Below are several entries. Transcribe exactly those lines that fall from the one with "The rings of" through the one with "469], [1151, 451]]]", end lines included.

Saved data entries
________________________________________

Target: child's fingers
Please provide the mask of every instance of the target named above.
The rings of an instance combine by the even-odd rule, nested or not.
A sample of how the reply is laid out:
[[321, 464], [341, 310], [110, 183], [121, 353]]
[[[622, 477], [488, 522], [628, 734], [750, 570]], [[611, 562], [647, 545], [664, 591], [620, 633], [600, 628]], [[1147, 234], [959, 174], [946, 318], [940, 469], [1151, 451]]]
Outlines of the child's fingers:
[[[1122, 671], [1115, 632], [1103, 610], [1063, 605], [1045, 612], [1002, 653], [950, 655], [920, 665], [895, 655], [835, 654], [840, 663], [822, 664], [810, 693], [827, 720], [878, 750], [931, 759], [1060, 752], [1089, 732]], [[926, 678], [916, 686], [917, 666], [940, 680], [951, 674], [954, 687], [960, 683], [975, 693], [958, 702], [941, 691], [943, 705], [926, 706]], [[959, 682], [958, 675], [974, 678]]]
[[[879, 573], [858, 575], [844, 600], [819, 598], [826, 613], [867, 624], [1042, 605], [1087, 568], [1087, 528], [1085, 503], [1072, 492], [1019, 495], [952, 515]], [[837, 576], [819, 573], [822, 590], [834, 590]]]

________________________________________

_Answer section_.
The rings of an instance combine by the even-odd rule, nested or not.
A sample of how the reply is laid out:
[[321, 464], [341, 310], [110, 183], [121, 353]]
[[[622, 477], [488, 522], [628, 734], [750, 570]], [[611, 562], [647, 545], [664, 591], [620, 633], [600, 628]], [[1147, 234], [959, 174], [946, 318], [940, 469], [1151, 451]]]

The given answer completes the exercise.